──────── Supplied records ────────
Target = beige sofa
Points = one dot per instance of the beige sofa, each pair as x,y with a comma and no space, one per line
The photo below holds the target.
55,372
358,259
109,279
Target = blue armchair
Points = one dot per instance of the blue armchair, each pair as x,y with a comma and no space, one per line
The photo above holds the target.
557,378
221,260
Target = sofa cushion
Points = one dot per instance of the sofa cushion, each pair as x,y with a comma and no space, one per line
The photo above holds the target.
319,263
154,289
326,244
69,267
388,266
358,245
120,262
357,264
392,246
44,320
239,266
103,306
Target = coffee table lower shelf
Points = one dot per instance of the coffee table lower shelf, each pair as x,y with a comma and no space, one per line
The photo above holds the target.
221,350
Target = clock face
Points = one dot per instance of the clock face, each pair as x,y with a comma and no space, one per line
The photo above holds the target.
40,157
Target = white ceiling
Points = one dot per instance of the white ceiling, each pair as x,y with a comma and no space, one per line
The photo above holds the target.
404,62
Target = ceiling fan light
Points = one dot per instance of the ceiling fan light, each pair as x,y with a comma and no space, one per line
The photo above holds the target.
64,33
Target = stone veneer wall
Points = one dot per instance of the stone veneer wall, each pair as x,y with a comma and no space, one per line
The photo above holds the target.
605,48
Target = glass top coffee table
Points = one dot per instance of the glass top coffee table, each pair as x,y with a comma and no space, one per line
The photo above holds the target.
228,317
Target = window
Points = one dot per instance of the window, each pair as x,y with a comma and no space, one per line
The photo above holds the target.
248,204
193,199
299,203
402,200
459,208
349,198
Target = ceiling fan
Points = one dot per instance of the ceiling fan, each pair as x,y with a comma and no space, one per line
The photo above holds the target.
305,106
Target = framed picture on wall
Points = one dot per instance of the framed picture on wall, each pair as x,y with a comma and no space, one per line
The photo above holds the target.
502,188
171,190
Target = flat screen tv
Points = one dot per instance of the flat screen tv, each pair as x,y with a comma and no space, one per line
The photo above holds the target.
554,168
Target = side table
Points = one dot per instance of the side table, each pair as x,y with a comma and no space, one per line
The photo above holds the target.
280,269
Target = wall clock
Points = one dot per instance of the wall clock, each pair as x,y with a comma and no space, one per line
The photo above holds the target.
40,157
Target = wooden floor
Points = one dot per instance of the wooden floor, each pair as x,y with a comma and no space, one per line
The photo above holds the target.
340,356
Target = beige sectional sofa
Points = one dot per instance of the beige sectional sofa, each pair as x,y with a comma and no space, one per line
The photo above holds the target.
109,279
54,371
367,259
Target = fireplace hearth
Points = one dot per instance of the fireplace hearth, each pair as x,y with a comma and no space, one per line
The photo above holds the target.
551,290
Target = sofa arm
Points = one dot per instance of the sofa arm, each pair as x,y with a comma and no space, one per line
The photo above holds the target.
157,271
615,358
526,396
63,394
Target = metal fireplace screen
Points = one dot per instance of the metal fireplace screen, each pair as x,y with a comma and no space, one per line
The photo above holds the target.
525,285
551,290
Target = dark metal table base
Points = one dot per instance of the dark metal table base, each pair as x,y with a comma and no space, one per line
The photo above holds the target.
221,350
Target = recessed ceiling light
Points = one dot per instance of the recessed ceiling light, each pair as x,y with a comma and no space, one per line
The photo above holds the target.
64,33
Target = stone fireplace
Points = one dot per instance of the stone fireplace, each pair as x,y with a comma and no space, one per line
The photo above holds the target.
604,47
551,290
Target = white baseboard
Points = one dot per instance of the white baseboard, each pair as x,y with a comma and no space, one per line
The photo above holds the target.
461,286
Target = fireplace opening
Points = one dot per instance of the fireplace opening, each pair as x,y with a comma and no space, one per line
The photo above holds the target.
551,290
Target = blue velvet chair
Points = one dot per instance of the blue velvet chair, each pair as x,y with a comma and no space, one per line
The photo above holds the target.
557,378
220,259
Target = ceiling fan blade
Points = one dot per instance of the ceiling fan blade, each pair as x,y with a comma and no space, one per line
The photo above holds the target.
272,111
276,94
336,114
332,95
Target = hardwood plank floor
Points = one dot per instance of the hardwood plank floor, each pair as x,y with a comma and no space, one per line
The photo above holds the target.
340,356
────────
== Problem ==
Copy every line of the items above, word for word, with nothing changed.

== Solution for this task ==
Target = beige sofa
Points = one dot per instance of the beige sofa, each pair as x,y with a comma and no space, one per line
The photo below holds the target.
55,372
358,259
109,279
Target = blue armchair
Points = one dot per instance of the blue armchair, each pair as x,y with a comma and no space, one per line
The photo above holds the target.
557,378
221,260
Target = sofa cushion
Points = one dot per instance of the sofa cushion, each pair as x,y with a comma and no space, one per line
The photo above holds the target.
319,263
154,289
326,244
69,267
388,266
358,245
120,262
357,264
392,246
44,320
239,266
103,306
Target = coffee table lower shelf
Points = one dot per instance of the coffee table lower shelf, each pair as x,y with a comma and no space, one per line
The photo above holds the target.
221,350
Target = clock face
Points = one dot per instance of the clock face, each pair as x,y with a comma and no space, one per line
The photo above holds the target.
40,157
Target = white ceiling
Points = one dot per instance of the white ceiling, each pair as x,y with a comma and no space, one per line
The photo above holds the target.
404,62
Target = ceiling fan light
Points = one dot per instance of the ceiling fan light, each pair as x,y with a comma and no space, one per line
The photo above holds the target.
64,33
Target = stone veneer wall
Points = one dot per instance of the stone veneer wall, each pair as x,y with a comma and no space, one per line
The photo above holds the target.
605,48
Target = glass top coffee table
Points = one dot per instance of the glass top coffee table, each pair as x,y with a comma and no space, one per line
The photo above holds the target.
228,317
Target = window
Points = one dot per instance of the window, each pair as x,y with a comma and no space, one per line
The photo above holds the target.
248,204
193,199
299,203
402,200
459,208
349,198
Target = ceiling fan
Points = one dot per instance of the ceiling fan, each pair as x,y with a comma and no space, one per line
The photo above holds the target.
305,106
Target = framed picture on wall
Points = one dot per instance of the framed picture on wall, each pair as x,y with a comma and no space, one per line
The photo above holds the target.
502,188
171,190
Target = flat screen tv
Points = one dot per instance of the flat screen tv, each pair as x,y with a comma and no space, one per line
The photo above holds the target.
554,168
Target = side table
Points = one dot per instance of the side table, each pair as x,y with a comma and no space, one per line
The photo above holds the target.
280,269
Target = wall clock
Points = one dot per instance of the wall clock, each pair as x,y with a comma and no space, one per line
The photo above holds the target.
40,157
Target = wooden floor
Points = one dot per instance of the wooden floor, each pair as x,y with a comma and no space, one per line
The photo above holds the target.
340,356
Target = beige sectional sofa
Points = one dot per instance of the beige sectional sofa, each pair as x,y with a comma and no space, one per line
The photo above holds the target.
109,279
54,371
367,259
Target = fireplace hearth
Points = one dot per instance of the fireplace hearth, each pair as x,y with a comma and no space, one per line
The photo above holds the target.
551,290
Target = sofa arm
Points = one dot per instance of the sofa arm, each pair as x,y with a comma and no space, one per line
The photo above holds the target.
157,271
615,358
526,396
63,394
Target = metal fireplace screen
Points = one dot per instance of the metal fireplace screen, each pair as x,y with a comma and no space, one per line
The photo above holds the target.
525,285
551,290
Target = dark metal table base
Points = one dot per instance of the dark metal table base, each pair as x,y with a comma and no space, one per line
The photo above holds the target.
221,350
Target = recessed ceiling light
Points = one dot per instance of the recessed ceiling light, each pair as x,y with a comma and no space, one per line
The photo above holds the target.
64,33
Target = stone fireplace
Points = one dot per instance of the stone fireplace, each pair as x,y with a comma and no space, one per line
The photo above holds the target.
604,47
551,290
Target = white baseboard
Points = one dot per instance of the white baseboard, each pair as x,y with a comma and no space, one per line
The photo above holds the target.
461,286
Target = fireplace opening
Points = one dot per instance of the fireplace opening, each pair as x,y with a comma and no space, one per line
The photo above holds the target.
551,290
Target = blue velvet chair
Points = one dot per instance of the blue velvet chair, each pair as x,y with a comma and no space, one per line
The photo above holds the target.
557,378
220,259
Target = ceiling fan blade
Points = one dot per instance of the ceiling fan blade, each pair as x,y with a comma and no space, one per line
The photo above holds the target.
272,111
276,94
336,114
332,95
Target = hardwood plank floor
Points = one dot per instance of the hardwood plank floor, each pair as x,y with a comma and no space, one per line
The photo above holds the target.
340,356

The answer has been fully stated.